**Excerpt provided:**

The first is in regard to the qualification and validation of your entire solution, including not only materials and hardware, but even your supply chain. Qualifying new 3D printing materials for healthcare applications presents multiple challenges. First, the material must be qualified for its biocompatibility and ability to meet mechanical requirements for the application. The regulatory and financial burden of such qualification and the associated time can be substantial. Although still a challenging task from a logistics and technology standpoint, it is faster, easier, and less-expensive to qualify already proven materials like 17-4 PH stainless steel and validate them for new printing applications.
The second challenge is in regard to machine hardware engineering. Validating and optimizing parameters to run new materials can be challenging and costly unless there is a business case for a clinical application that requires large-scale manufacturing.
Third, securing a logistics ecosystem for reliable sourcing of such new materials at the quality required for healthcare applications can also be a challenging task.

**Provided records:**
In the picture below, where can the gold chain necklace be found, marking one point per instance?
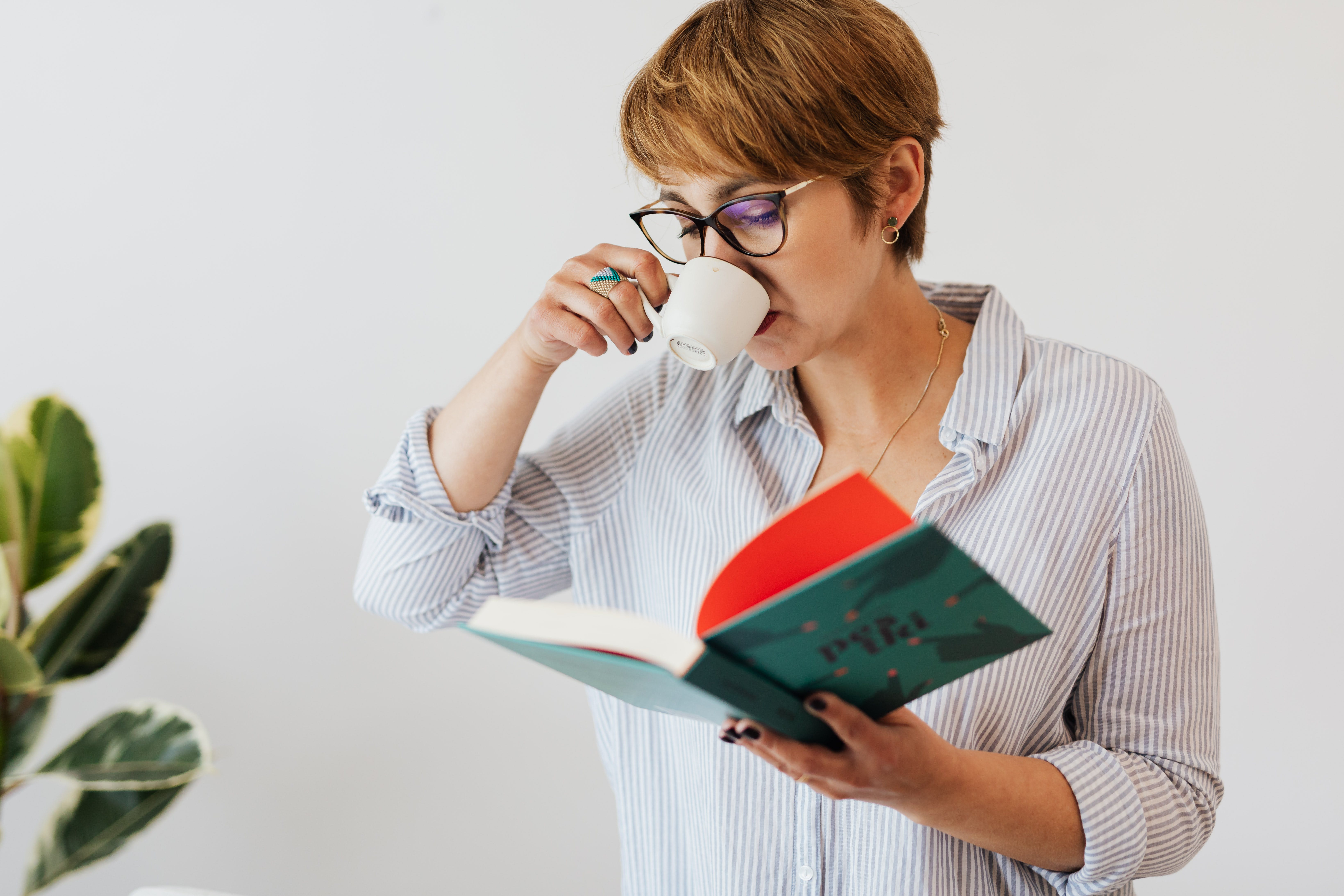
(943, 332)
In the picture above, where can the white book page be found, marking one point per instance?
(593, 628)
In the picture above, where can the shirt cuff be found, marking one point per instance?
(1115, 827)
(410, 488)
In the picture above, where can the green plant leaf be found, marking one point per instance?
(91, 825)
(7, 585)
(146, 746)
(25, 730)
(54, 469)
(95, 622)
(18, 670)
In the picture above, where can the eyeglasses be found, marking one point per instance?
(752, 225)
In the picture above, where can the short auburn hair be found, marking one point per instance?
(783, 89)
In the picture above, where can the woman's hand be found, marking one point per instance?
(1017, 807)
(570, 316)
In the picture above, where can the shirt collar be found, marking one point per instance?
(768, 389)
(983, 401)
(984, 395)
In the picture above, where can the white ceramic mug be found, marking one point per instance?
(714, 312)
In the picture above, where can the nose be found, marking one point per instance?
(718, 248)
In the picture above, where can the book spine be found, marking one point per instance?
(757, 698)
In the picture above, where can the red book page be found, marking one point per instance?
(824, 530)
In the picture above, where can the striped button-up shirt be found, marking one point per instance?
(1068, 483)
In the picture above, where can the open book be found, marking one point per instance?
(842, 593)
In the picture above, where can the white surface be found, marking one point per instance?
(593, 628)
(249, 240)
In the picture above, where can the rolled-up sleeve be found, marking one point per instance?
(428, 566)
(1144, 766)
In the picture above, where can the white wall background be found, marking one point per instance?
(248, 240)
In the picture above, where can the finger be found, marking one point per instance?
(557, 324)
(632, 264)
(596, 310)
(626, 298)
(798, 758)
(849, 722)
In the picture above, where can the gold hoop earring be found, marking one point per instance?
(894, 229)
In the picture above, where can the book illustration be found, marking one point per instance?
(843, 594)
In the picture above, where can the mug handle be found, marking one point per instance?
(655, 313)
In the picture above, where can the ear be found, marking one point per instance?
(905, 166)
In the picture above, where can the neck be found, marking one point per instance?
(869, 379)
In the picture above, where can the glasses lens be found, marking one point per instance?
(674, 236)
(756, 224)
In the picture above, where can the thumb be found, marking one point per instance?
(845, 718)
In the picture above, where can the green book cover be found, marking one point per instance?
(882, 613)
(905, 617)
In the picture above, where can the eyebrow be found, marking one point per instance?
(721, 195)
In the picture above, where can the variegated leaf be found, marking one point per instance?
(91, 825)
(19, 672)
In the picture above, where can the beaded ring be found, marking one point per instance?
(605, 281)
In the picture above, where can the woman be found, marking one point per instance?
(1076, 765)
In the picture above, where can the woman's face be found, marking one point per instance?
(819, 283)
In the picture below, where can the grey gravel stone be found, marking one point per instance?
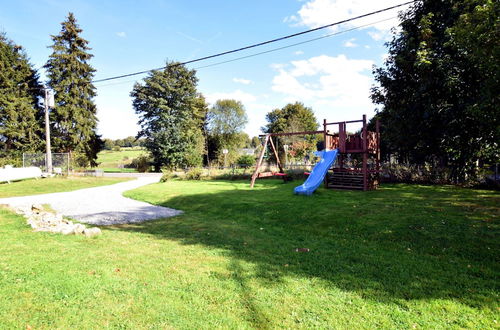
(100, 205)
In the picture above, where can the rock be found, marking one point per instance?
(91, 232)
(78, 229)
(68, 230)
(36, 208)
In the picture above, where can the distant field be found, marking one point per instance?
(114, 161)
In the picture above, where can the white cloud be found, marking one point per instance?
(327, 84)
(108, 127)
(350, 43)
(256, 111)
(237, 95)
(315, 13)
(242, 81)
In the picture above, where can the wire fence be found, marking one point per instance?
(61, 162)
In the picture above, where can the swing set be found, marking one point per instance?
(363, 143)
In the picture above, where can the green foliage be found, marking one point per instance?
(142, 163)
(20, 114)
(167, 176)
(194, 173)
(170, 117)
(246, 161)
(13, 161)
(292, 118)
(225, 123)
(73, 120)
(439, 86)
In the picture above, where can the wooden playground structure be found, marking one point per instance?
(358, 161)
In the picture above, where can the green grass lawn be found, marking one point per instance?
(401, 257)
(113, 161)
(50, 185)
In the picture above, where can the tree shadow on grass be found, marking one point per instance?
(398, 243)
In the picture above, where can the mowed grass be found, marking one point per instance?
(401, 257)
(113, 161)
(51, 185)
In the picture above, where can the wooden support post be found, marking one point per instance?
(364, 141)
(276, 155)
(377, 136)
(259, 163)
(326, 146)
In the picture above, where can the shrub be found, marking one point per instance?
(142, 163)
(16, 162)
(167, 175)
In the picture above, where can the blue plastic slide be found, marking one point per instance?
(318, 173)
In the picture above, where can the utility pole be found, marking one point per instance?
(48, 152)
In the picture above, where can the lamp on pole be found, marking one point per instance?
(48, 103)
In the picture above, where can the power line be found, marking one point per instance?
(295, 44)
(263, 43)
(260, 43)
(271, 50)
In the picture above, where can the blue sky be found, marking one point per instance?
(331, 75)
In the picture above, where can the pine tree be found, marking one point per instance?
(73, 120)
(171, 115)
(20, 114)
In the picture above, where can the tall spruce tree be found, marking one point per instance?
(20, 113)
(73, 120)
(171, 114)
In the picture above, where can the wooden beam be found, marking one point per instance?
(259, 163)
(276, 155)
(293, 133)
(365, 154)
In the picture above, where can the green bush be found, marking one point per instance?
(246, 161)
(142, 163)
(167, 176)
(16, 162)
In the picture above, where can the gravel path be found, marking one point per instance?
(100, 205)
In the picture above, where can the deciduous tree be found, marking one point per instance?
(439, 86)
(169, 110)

**Set of tasks:**
A. In the excerpt on 3D printing materials for healthcare, which already proven material is named as faster, easier, and less expensive to qualify for new printing applications?
B. Continue the excerpt on 3D printing materials for healthcare, starting after its final sentence.

**Answers in order:**
A. 17-4 PH stainless steel.

B.
While orthopedic device companies are well-versed in ”manufacturing,” integrating AM into the workflow benefits from the expertise of an experienced partner. Leading AM solutions companies blend deep expertise with a diverse, broad library of biocompatible materials to assist in more easily streamlining these processes.
The Future of AM…Beyond Device Manufacturing
While this article focused on medical device manufacturing, AM is also playing a key role in other healthcare applications.
Virtual surgical planning (VSP®) – a service-based approach to personalized surgery combining expertise in medical imaging, surgical simulation and 3D printing – allows surgeons to perform the surgery digitally before entering the operating room. Biomedical engineers and the surgeon engage in an online planning session that results in the design and 3D printing of patient-specific models, personalized surgical tools and instruments are designed and 3D printed for use within the sterile field. In clinical applications where VSP is used today, the solutions have been shown to improve surgical accuracy and outcomes. These offerings save time in the operating room, which benefits both the surgeon and the patient.2,3,4
As healthcare expands its adoption of AM, the technology will become integral to delivering personalized care at point of care sites. This is already taking shape at some of the world’s elite hospitals where clinicians can create customized solutions for patients using technology available to them on campus. As the technology becomes more user-friendly, a larger number of hospitals will be able to implement end-to-end solutions, thereby changing the standard of care. AM has tremendous potential to shape the future of healthcare by unleashing innovation to disrupting existing models of manufacturing and patient care.
1. Gupta, G: OsseoTi porous metal for enhanced bone integration – an animal study. Study completed August 2012.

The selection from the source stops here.